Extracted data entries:
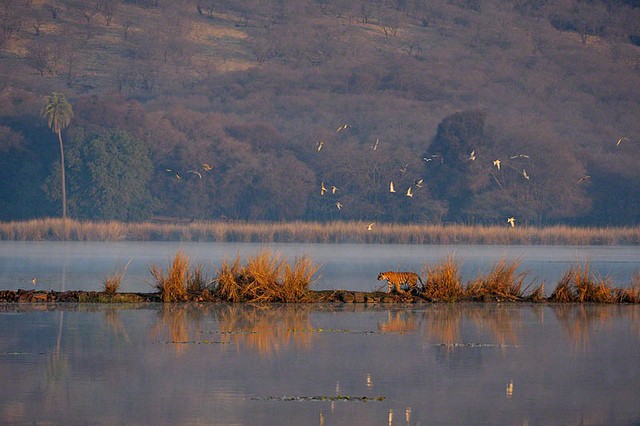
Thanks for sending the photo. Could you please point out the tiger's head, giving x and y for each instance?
(382, 276)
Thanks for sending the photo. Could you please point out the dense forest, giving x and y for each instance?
(473, 110)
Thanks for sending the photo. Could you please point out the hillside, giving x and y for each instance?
(164, 89)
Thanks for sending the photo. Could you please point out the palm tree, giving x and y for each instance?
(58, 113)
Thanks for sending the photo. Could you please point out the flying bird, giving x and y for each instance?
(176, 173)
(409, 193)
(432, 157)
(624, 138)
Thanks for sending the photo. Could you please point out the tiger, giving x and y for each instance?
(397, 279)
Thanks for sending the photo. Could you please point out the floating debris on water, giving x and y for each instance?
(320, 398)
(474, 345)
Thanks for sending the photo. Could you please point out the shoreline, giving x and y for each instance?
(43, 297)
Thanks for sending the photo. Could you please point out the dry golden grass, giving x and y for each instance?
(111, 283)
(443, 282)
(197, 280)
(537, 295)
(502, 283)
(312, 232)
(631, 294)
(266, 277)
(578, 284)
(173, 285)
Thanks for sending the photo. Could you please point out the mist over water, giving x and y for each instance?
(242, 364)
(83, 265)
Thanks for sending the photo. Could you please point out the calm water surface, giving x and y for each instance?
(83, 265)
(225, 364)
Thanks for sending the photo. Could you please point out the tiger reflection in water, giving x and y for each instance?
(395, 280)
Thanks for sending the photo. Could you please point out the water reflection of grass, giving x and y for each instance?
(312, 232)
(264, 328)
(444, 324)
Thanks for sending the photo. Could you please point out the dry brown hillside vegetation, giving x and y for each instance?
(246, 110)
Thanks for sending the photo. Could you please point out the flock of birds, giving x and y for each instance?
(204, 168)
(419, 183)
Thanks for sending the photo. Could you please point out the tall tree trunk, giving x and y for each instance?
(64, 185)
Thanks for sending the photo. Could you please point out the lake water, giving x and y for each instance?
(224, 364)
(83, 265)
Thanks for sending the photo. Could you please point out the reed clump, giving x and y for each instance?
(266, 277)
(111, 283)
(501, 283)
(172, 285)
(443, 282)
(578, 284)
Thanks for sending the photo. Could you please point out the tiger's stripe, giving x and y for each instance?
(395, 280)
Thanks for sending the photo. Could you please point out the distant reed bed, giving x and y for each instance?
(313, 232)
(264, 278)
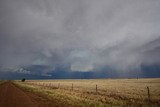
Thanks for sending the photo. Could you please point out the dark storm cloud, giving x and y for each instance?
(80, 35)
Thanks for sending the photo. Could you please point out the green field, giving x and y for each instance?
(98, 92)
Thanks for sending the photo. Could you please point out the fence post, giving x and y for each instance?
(58, 85)
(148, 91)
(96, 88)
(72, 86)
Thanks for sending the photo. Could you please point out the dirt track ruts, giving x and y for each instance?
(13, 96)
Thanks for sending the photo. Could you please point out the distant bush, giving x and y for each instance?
(23, 79)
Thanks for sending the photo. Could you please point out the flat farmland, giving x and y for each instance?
(98, 92)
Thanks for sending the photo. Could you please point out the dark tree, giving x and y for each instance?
(23, 79)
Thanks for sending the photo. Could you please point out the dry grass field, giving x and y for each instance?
(99, 92)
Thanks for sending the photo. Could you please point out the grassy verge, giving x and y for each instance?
(72, 98)
(62, 98)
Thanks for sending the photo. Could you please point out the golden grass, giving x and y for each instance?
(115, 92)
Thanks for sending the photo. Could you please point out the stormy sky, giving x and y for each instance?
(80, 35)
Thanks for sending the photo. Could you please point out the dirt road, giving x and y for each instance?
(12, 96)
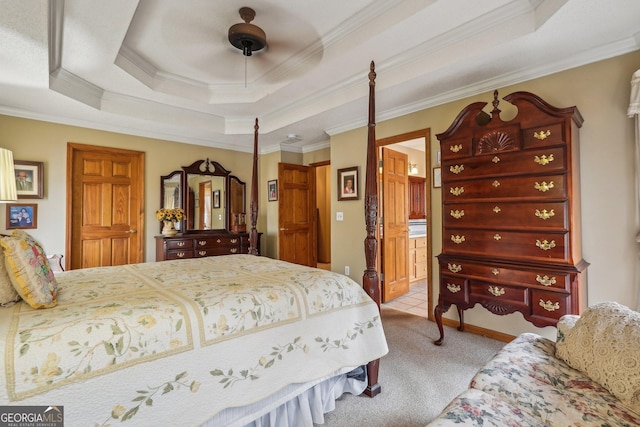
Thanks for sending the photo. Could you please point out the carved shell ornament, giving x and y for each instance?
(496, 141)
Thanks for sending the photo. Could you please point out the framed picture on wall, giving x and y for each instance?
(29, 179)
(348, 184)
(22, 215)
(272, 190)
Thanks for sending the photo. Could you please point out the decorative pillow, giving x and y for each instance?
(605, 345)
(29, 270)
(8, 294)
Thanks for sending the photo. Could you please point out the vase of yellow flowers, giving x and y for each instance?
(169, 217)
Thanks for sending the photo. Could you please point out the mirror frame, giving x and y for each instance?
(208, 168)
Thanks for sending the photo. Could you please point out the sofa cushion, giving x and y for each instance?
(477, 408)
(605, 345)
(29, 270)
(526, 374)
(8, 294)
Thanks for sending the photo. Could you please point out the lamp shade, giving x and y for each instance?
(8, 192)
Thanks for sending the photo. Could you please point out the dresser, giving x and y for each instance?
(511, 212)
(194, 245)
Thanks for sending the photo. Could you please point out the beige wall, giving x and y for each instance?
(46, 142)
(601, 92)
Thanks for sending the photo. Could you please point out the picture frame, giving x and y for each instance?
(437, 177)
(348, 182)
(29, 179)
(272, 190)
(216, 199)
(22, 215)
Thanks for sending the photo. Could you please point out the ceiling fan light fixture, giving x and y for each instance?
(246, 36)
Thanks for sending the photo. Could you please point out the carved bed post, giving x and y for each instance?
(370, 281)
(253, 233)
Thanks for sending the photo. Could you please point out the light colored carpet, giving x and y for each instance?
(418, 378)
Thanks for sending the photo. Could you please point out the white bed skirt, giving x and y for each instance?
(298, 405)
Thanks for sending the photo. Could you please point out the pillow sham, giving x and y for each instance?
(29, 270)
(605, 345)
(8, 294)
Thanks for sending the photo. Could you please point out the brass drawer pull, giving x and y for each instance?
(546, 245)
(456, 191)
(544, 187)
(457, 239)
(453, 288)
(544, 214)
(456, 169)
(542, 135)
(457, 214)
(543, 160)
(454, 268)
(545, 280)
(496, 291)
(549, 306)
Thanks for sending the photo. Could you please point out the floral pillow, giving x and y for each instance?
(605, 345)
(29, 270)
(8, 294)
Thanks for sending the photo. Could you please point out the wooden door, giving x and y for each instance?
(105, 188)
(297, 214)
(395, 225)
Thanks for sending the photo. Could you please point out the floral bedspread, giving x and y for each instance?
(526, 385)
(182, 340)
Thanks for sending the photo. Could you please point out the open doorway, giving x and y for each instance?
(416, 146)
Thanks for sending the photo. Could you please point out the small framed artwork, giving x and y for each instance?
(216, 199)
(29, 179)
(437, 177)
(22, 215)
(348, 184)
(272, 188)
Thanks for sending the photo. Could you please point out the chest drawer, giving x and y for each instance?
(513, 295)
(500, 215)
(520, 188)
(533, 278)
(543, 246)
(549, 304)
(454, 289)
(544, 161)
(179, 254)
(182, 244)
(216, 241)
(543, 135)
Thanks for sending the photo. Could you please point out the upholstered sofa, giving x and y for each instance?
(589, 377)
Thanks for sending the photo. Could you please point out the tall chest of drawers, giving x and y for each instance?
(195, 245)
(511, 212)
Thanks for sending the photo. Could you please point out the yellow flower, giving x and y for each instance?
(147, 320)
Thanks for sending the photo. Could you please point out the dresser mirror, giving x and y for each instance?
(210, 196)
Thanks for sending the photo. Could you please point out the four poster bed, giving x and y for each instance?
(219, 341)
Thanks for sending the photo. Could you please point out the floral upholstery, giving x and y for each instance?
(526, 384)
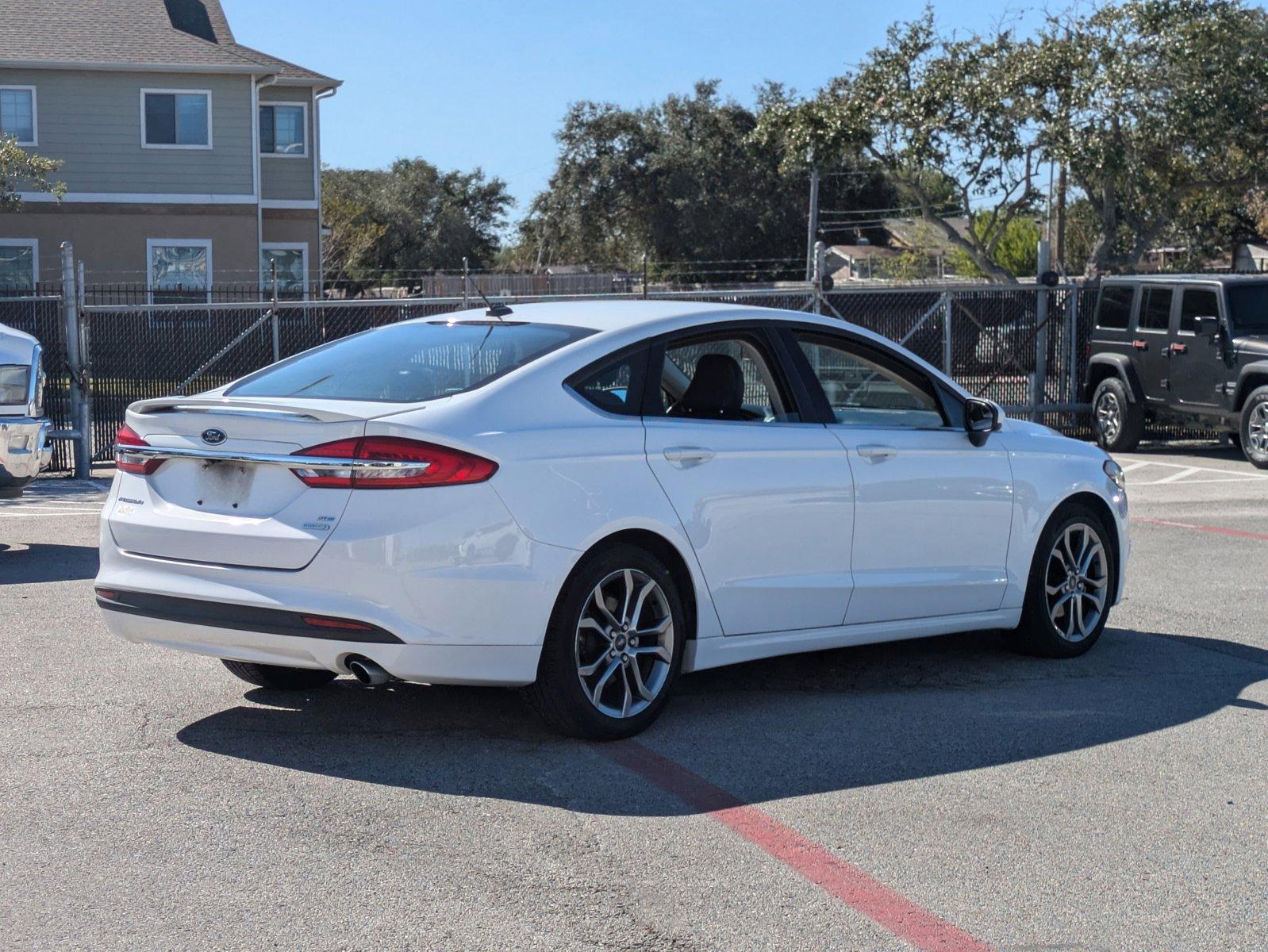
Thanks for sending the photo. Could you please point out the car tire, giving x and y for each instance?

■ Job ■
Repeat verbatim all the material, but not the pictures.

■ Output of the task ■
Thanks for sending the photo. Could you please point out the tiger's head, giving x and y for each instance?
(382, 276)
Thanks for sending the photo. Could you please point out the dense forest, giving x and y for each instance?
(473, 110)
Thanks for sending the photo. Could you please point out the hillside, giving x and y for each instance?
(164, 89)
Thanks for sending the photo. Could you please point out the palm tree, giving x and y for each instance?
(58, 113)
Thanks for sending the photo. Could you please point out the flying bird, giving x and y for each instance?
(176, 173)
(409, 193)
(432, 157)
(624, 138)
Thanks for sending the photo. Could you please point out the tiger, giving x and y for each instance?
(397, 279)
Thanks for sending the photo. Could you please point out the floating debris on water, giving x and y for each instance?
(320, 398)
(474, 345)
Thanks for sending the photo. Could you please point out the shoreline, giving x and y for each instance?
(43, 297)
Thanks for sending the photo. Could you please point out the dry golden grass, giving x and y for each instance?
(111, 283)
(443, 282)
(197, 280)
(537, 295)
(502, 283)
(312, 232)
(631, 294)
(266, 277)
(578, 284)
(173, 285)
Thanks for sending the photo. Could you please point out the mist over water, giving x and y for each instance?
(242, 364)
(83, 265)
Thanks for sending the photo. Could you please point out the calm water surface, giving x and y for each instance?
(83, 265)
(225, 364)
Thanks for sending the photo. Could you please point out the tiger reflection in water, giving x and y for each instance?
(395, 280)
Thanks for sending the photo. Could you please point out the water reflection of grass, giving x and y for each instance?
(312, 232)
(264, 328)
(444, 324)
Thanks for sending the photo. Could you please point out the dry brown hillside vegetation, giving x and y for each instance?
(246, 110)
Thanks for sending the photo. Could you please point out the flock of birds, giving x and y for each instance?
(204, 168)
(419, 183)
Thanks for sending the photo. Could you please point out the tall tree trunk, giving x and y for each instance?
(64, 185)
Thanks for sending the photo. Could you please point out the lake water, giving x and y for each instance?
(224, 364)
(83, 265)
Thanks for sending the photo. Could you please point out the reed clump, giving x and y for each instance?
(266, 277)
(111, 283)
(501, 283)
(172, 285)
(443, 282)
(578, 284)
Thanks for sending the photo. Could you please point out the tiger's stripe, giving x and y for each instance?
(395, 280)
Thanks for sending the photo. Could you please point out the distant reed bed, giving x and y for each instance?
(313, 232)
(264, 278)
Thanks for sending the photo. Could you please point out the dark storm cloud, giving x and y for each instance?
(80, 35)
Thanks for sending the photo. Could you please point out the green field, giving x and y for each instance?
(98, 92)
Thanks for sending the photo. Could you please point out the fence post, giving x and y for each instance?
(58, 85)
(148, 91)
(96, 88)
(72, 86)
Thanks for sending the photo. Could you please point out the dirt track ruts, giving x and y for each instance?
(13, 96)
Thanks for sending the photo. Could you please point out the distant bush, giving x and y for each instance?
(23, 79)
Thanks for sending the photo. Could you please point out the flat farmland, giving x and y for each instance?
(98, 92)
Thanks for sending the photo. Could you please point out the dark tree, giving x and y for each instance?
(23, 79)
Thanks for sending the photo. Could you please point out the dry grass field, giving x and y for each instance?
(99, 92)
Thanks for sending the photo. Could you please point out the grassy verge, giving x and y for each instance?
(72, 98)
(62, 98)
Thanks for sending the photo. Could you please point out the golden grass, giving x and y for each instance?
(115, 92)
Thanks for sending the photo. Could you please point out the stormy sky, giving x and y for each instance?
(80, 35)
Thanks for sending the photo. Could you please point out the dirt road, giving x and y for each instance?
(12, 96)
Thanks for sending the photo. Could you please point out the carved shell ornament, giving x and y for each instance?
(496, 141)
Thanks for sending the photo. Could you please point out the framed picture on wall, giving x and y for each instance?
(29, 179)
(348, 184)
(22, 215)
(272, 190)
Thanks for sending the photo. Could you please point out the decorative pillow, giving x and y for each instance?
(605, 345)
(29, 270)
(8, 294)
Thanks for sending the photo. Could you please point out the vase of yellow flowers, giving x and y for each instance?
(169, 217)
Thanks for sending the photo. Could you please point out the mirror frame, giving x and y for each instance?
(208, 168)
Thanks for sending the photo. Could you please point out the sofa cushion, giving x and y for each instance?
(477, 408)
(605, 345)
(29, 270)
(526, 374)
(8, 294)
Thanks for sending the photo. Could you please point out the lamp shade, giving x and y for each instance?
(8, 192)
Thanks for sending the photo. Could you please point out the dresser, giving x and y for each instance?
(511, 212)
(194, 245)
Thanks for sending the photo. Could you please point out the beige wall, giving x and y for each instance?
(46, 142)
(601, 92)
Thanks for sending the photo. Could you please point out the picture frame, giving x and y for each instance?
(437, 177)
(348, 182)
(29, 179)
(272, 190)
(216, 199)
(22, 215)
Thanks for sending the photo. Could you please point out the ceiling fan light fixture, giving x and y for each instance?
(246, 36)
Thanks for sending the photo. Could you please point out the carved bed post, giving x and y for each instance?
(370, 281)
(253, 233)
Thanks for sending the photo. Could you please point out the light colored carpet, giving x and y for each instance?
(418, 378)
Thanks for sending the photo. Could you please point out the white bed skirt, giving x and y for each instance?
(298, 405)
Thanks for sending the photo. Could you please point out the pillow sham, giving x and y for each instance?
(29, 270)
(605, 345)
(8, 294)
Thanks for sending the photo. Could you please point out the brass drawer pull, giving x and y for each instance?
(546, 245)
(456, 191)
(544, 187)
(457, 239)
(453, 288)
(544, 214)
(456, 169)
(542, 135)
(457, 214)
(543, 160)
(454, 268)
(545, 280)
(496, 291)
(549, 306)
Thanks for sending the photo. Could you please point out the floral pillow, giving x and y for each instance?
(605, 345)
(29, 270)
(8, 294)
Thanks for sending the photo. Could you please point out the wooden door, giving x and y for each instance?
(105, 188)
(297, 214)
(395, 225)
Thanks for sending the photo. Could you please point out the floral bedspread, giving x and y for each instance?
(526, 385)
(182, 340)
Thanks for sending the photo. Could you please point out the open doorway, giving x and y for each instance?
(416, 146)
Thanks for sending the photo. Could you please point out the small framed artwork, giving x and y for each instance?
(216, 199)
(29, 179)
(437, 177)
(22, 215)
(348, 184)
(272, 188)
Thanks for sending the photo. Could you please point out the chest drawer, giving x and y for each instance?
(513, 295)
(500, 215)
(520, 188)
(533, 278)
(543, 246)
(549, 304)
(454, 289)
(544, 161)
(179, 254)
(182, 244)
(216, 241)
(543, 135)
Thanks for sending the photo. Could you please point out the upholstered sofa, giving x and y for each instance?
(589, 377)
Thanks for sending the photo. Could you please point out the tall chest of drawers, giving x and y for each instance?
(195, 245)
(511, 212)
Thanks for sending the photo. Could you please point out the yellow flower, giving x and y for each instance?
(147, 320)
Thanks for sending the photo. Could you please point out the dresser mirror, giving x and y for each instance?
(210, 196)
Thanks for sending the photo. Could you please point out the four poster bed, giving x and y for each instance?
(219, 341)
Thanks for sending the photo. Could you please point out the floral upholstery, giving x and y for each instance?
(526, 384)
Thanks for sending the photo. Could you please point out the car tire, giving x and y for each instance?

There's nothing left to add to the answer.